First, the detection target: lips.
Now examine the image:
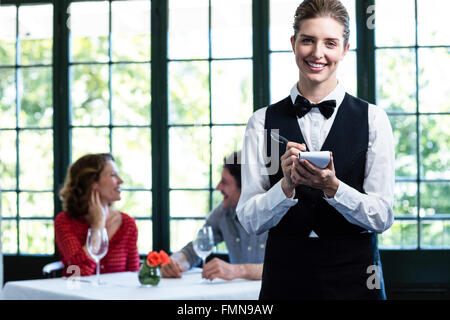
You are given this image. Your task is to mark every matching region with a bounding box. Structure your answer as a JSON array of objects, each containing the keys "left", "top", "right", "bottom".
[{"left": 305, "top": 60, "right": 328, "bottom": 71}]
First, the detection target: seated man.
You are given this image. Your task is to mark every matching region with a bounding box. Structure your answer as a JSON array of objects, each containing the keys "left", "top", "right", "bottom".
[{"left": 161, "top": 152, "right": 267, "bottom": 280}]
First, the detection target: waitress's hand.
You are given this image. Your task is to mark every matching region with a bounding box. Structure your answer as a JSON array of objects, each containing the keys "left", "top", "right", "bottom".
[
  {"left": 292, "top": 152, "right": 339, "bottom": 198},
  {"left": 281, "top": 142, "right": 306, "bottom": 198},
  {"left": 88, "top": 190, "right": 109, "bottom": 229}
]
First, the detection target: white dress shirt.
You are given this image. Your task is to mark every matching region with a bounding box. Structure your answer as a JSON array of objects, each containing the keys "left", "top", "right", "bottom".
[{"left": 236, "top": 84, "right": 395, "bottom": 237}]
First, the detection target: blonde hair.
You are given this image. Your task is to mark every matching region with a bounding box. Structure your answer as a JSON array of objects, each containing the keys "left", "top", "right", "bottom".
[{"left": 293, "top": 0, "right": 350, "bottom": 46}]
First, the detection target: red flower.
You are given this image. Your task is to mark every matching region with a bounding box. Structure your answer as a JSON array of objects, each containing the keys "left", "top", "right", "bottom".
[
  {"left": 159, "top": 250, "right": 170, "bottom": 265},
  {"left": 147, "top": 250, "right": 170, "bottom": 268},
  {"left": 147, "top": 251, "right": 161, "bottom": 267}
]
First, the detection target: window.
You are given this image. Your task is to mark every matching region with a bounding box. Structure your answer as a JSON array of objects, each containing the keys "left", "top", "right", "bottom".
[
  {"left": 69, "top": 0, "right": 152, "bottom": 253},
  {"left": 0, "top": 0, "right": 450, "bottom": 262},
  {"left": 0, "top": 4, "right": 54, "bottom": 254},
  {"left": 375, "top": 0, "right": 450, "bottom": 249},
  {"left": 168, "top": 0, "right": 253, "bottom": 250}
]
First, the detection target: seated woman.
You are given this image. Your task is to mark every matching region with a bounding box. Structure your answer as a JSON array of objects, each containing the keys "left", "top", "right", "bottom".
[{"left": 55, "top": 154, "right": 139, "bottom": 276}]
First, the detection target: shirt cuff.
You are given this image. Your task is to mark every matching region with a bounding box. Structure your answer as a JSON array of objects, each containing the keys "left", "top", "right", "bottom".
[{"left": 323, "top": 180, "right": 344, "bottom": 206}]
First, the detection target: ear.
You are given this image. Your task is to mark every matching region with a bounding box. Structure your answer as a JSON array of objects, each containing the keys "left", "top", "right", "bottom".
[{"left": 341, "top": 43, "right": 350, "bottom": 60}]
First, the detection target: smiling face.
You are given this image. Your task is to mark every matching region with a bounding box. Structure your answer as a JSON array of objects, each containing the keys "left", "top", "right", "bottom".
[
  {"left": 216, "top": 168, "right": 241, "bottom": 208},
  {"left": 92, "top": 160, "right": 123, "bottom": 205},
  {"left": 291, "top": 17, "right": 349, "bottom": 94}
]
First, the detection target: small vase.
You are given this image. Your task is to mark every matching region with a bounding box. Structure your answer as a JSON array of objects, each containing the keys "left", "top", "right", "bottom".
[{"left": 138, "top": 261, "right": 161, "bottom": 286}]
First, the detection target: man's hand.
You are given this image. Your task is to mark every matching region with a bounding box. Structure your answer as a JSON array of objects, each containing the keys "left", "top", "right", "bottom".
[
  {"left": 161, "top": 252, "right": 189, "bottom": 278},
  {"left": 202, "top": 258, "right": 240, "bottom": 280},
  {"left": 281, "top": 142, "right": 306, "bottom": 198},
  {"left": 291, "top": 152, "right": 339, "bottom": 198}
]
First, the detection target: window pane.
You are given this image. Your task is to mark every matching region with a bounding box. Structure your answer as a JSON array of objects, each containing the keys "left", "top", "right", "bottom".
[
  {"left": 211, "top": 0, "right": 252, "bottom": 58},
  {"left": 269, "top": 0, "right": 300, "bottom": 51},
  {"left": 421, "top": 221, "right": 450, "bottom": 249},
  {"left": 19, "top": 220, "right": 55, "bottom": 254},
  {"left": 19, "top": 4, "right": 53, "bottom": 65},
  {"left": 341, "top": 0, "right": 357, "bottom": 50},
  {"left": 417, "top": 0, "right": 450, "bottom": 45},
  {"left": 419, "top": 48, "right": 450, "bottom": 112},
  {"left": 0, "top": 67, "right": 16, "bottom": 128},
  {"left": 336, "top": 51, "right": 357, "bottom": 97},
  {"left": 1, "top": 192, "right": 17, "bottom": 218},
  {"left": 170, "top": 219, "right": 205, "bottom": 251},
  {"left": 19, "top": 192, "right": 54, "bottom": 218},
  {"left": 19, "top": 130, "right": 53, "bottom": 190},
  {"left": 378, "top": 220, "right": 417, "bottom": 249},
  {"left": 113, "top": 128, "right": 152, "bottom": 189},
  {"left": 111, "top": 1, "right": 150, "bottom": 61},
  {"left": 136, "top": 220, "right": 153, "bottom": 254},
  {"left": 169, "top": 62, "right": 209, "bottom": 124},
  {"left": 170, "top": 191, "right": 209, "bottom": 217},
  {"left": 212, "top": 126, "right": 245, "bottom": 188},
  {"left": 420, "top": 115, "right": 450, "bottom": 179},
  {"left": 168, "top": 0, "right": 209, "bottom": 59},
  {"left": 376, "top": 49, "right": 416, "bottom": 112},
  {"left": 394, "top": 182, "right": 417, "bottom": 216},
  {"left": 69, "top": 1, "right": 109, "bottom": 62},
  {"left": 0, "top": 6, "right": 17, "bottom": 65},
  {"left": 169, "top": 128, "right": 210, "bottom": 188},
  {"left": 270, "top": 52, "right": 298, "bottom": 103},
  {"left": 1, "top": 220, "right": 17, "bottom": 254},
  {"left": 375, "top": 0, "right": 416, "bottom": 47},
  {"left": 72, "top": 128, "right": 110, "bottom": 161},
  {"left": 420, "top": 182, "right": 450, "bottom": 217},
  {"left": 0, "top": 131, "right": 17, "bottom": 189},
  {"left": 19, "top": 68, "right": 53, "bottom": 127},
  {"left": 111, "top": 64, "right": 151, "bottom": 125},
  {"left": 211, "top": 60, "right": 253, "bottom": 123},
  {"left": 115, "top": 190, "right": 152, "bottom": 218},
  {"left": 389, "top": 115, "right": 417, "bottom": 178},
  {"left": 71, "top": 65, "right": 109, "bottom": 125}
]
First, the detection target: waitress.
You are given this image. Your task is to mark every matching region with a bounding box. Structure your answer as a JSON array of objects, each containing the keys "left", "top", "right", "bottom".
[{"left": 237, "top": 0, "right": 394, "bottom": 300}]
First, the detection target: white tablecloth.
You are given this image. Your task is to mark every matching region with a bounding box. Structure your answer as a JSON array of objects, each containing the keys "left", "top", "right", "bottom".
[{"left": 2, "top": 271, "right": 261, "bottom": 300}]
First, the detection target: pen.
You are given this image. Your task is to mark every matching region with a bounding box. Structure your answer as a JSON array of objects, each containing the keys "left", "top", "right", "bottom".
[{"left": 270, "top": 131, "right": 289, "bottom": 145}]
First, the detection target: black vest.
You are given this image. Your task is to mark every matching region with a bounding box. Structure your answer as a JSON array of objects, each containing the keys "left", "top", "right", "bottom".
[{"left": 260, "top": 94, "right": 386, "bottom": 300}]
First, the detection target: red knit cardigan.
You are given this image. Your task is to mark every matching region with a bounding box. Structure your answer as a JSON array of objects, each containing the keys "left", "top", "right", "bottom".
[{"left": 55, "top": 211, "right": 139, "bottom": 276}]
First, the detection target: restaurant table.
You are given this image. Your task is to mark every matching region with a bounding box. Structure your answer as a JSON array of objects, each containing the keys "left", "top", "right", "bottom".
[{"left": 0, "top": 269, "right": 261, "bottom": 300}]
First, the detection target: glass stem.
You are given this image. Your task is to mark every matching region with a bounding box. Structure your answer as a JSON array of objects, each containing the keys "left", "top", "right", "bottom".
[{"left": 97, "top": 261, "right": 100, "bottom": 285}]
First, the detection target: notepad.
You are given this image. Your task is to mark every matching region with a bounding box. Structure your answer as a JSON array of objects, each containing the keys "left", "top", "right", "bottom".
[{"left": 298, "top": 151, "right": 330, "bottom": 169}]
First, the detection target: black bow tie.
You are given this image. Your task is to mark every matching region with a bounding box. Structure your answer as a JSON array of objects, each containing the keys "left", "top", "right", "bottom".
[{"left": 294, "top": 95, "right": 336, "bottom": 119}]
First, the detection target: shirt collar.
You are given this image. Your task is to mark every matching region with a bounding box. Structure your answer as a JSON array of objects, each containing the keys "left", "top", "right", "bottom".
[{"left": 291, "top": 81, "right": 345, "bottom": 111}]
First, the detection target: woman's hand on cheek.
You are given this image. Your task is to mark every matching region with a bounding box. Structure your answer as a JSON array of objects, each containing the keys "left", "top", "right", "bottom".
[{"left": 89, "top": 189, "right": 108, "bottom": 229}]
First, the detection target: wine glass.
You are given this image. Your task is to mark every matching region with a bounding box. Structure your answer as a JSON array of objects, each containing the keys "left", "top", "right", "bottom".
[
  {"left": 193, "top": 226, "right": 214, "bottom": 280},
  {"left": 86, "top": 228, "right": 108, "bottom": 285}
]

▸ **WHAT IS EXPECTED**
Report every line in the listing above that contains the string "waitress", copying each such line in full.

▸ **CORRECT RESULT**
First, the detection target: waitress's hand.
First, the detection target: waitress.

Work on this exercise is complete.